Goal of the exercise -> Copy out each line of the data that holds the word "grille".

Entries provided ->
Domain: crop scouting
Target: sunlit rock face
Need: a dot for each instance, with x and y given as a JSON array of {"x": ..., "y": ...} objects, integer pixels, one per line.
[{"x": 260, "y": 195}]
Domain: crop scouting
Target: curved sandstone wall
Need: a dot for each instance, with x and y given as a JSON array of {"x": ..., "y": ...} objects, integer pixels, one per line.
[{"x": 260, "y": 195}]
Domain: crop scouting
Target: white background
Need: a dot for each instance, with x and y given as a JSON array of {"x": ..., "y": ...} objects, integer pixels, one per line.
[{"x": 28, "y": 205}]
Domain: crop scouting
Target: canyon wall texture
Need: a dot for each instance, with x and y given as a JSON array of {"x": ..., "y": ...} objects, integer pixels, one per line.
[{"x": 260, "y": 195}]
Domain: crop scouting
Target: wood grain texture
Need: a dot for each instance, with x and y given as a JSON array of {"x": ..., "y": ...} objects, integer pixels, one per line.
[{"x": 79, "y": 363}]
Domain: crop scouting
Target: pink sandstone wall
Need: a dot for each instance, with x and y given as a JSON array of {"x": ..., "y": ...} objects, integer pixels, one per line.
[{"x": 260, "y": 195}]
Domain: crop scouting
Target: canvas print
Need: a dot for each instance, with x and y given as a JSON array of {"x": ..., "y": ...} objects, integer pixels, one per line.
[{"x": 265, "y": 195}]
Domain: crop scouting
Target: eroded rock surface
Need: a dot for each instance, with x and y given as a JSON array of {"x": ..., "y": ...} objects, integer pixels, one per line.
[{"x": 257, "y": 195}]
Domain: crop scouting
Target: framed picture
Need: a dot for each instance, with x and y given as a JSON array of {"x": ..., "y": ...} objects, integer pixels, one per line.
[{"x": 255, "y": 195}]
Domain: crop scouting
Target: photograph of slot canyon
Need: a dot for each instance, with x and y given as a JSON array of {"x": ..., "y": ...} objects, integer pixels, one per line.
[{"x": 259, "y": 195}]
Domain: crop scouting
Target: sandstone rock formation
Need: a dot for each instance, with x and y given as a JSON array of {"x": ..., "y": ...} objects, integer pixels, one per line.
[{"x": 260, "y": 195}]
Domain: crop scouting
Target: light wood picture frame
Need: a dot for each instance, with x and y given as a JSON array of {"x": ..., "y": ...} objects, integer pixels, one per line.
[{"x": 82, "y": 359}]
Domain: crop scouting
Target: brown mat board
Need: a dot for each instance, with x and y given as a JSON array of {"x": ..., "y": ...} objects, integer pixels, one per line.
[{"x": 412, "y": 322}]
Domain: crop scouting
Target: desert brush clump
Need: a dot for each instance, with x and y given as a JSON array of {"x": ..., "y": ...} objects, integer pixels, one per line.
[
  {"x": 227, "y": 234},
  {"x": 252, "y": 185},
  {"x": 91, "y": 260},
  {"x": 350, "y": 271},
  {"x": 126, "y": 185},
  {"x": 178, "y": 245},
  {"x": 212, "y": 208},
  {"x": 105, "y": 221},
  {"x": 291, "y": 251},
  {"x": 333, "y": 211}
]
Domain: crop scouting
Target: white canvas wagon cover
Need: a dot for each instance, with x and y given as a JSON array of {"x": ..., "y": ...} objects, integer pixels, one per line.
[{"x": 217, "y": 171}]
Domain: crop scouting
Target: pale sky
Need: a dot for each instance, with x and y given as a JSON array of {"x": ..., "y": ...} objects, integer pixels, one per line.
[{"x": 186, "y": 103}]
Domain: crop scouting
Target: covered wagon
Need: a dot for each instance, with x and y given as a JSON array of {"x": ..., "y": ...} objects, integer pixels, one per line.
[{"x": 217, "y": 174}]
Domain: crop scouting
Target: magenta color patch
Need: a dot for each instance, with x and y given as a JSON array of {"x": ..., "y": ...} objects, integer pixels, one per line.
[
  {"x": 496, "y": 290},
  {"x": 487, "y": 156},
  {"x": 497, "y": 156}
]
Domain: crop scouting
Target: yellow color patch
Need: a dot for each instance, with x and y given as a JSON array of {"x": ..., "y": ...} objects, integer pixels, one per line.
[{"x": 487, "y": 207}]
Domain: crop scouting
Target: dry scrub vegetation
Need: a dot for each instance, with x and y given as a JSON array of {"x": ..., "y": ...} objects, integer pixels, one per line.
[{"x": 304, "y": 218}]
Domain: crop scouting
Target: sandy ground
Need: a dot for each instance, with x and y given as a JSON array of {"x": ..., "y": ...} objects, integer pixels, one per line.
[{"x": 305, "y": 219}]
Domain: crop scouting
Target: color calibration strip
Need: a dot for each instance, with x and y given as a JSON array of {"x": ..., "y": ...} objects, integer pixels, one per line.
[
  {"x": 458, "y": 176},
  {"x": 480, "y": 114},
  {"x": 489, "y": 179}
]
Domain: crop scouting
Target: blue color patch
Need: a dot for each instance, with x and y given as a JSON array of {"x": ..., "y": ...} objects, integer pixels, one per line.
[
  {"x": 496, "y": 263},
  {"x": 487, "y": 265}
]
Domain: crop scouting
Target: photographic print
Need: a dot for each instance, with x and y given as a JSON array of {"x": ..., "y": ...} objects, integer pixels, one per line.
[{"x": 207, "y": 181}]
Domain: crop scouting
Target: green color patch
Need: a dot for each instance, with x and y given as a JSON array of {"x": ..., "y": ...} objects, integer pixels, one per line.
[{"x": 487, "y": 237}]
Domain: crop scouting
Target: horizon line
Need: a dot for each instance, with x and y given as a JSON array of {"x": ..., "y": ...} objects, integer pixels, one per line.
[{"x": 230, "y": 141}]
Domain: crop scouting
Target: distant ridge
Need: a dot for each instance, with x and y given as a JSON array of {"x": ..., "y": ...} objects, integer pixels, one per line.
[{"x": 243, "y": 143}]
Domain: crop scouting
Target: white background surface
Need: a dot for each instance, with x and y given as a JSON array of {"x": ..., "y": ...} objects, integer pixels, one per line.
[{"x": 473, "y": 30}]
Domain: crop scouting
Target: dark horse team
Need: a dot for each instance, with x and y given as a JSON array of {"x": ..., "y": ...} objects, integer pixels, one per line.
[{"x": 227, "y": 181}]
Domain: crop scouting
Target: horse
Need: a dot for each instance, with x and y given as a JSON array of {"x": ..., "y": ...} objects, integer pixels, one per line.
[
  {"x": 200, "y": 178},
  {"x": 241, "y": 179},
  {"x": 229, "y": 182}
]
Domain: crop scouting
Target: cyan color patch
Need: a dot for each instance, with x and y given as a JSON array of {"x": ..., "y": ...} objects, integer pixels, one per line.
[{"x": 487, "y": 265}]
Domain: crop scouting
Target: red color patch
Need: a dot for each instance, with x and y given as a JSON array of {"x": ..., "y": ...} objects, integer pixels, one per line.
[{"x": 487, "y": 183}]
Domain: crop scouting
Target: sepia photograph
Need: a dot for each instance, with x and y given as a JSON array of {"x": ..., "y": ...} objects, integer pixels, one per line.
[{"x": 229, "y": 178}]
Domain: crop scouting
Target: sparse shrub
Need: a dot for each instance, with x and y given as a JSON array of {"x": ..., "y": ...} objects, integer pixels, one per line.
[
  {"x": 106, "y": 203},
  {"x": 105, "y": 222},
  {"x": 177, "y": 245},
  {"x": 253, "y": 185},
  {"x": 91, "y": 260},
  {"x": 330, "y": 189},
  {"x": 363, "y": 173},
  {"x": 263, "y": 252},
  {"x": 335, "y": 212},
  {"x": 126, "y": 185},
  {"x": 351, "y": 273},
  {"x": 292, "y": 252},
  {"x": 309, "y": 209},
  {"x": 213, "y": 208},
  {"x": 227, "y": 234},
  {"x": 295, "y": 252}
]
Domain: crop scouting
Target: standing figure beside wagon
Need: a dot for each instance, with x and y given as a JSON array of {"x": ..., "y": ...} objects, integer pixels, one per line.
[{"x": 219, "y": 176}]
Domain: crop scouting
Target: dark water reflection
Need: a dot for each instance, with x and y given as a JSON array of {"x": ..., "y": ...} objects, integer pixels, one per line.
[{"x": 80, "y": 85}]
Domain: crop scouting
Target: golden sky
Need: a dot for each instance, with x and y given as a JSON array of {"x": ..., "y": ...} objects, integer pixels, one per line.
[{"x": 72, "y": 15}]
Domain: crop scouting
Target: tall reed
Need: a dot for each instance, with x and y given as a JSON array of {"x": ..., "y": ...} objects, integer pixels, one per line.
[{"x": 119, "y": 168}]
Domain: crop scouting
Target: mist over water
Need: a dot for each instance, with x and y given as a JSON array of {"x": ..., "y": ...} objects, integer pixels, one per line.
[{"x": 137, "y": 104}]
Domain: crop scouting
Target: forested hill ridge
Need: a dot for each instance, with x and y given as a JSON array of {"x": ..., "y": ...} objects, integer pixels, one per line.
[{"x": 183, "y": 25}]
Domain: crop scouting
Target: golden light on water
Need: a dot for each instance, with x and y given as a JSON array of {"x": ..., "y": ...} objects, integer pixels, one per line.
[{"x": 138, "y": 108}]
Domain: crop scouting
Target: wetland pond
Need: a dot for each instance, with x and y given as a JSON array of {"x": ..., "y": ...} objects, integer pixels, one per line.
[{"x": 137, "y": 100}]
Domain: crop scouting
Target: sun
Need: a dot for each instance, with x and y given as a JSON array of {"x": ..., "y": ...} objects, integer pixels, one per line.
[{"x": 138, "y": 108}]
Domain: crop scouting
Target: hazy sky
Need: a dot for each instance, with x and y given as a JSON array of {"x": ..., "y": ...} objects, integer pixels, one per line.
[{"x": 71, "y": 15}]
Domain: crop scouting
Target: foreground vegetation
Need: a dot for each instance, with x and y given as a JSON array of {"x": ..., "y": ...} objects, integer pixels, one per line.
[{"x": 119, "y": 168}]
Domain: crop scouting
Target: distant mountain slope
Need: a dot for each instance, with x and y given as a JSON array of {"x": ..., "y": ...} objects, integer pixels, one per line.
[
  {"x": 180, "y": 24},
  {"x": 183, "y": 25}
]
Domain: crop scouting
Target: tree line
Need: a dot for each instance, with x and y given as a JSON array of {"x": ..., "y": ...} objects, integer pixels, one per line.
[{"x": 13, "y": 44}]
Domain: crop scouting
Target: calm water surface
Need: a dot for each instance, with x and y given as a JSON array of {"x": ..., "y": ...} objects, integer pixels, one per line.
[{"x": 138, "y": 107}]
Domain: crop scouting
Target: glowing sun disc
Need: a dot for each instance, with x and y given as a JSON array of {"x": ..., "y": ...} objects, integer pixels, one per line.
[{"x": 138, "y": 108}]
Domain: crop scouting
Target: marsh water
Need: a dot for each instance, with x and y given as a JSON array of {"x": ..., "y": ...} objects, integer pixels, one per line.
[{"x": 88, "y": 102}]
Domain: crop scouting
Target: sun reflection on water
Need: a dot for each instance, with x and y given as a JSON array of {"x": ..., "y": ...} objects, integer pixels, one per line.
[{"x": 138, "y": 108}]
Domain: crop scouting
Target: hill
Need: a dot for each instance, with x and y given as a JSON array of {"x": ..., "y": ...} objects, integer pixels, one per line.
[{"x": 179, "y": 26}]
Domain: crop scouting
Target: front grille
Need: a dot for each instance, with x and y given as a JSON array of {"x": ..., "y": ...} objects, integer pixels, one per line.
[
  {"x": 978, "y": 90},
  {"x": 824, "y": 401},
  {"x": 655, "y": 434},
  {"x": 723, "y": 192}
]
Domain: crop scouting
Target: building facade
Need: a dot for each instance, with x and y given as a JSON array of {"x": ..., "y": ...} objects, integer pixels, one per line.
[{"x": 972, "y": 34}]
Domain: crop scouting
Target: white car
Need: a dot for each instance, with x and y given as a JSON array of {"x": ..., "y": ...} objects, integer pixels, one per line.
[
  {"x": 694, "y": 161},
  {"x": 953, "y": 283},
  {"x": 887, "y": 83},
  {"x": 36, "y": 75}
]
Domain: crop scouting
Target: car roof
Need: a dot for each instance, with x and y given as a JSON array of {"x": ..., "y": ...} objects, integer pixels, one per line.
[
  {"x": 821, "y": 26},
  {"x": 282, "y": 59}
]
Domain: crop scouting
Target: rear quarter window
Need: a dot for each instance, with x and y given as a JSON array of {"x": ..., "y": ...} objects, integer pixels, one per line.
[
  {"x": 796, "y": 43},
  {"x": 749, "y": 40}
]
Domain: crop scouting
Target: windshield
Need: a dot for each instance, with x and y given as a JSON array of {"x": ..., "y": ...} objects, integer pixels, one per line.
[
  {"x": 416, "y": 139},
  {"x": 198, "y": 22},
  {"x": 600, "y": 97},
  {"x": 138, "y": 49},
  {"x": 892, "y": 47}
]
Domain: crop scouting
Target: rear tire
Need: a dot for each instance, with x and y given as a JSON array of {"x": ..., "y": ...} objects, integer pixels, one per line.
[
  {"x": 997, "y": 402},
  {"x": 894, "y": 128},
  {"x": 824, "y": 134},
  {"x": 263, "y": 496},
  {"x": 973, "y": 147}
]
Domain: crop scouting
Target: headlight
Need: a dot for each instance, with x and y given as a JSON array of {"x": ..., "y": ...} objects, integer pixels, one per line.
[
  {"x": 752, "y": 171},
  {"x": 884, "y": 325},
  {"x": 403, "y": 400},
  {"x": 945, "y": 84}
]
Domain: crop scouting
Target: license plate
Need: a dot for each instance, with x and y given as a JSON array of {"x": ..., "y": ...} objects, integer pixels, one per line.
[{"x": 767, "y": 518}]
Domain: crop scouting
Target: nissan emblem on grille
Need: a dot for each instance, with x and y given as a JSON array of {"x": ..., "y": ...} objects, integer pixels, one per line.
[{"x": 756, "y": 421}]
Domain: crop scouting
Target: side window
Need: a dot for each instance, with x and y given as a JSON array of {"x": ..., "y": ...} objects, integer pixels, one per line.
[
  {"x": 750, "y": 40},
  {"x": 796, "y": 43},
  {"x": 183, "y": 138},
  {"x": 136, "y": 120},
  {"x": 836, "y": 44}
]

Output for this exercise ->
Target: front grille
Target: nissan emblem on grille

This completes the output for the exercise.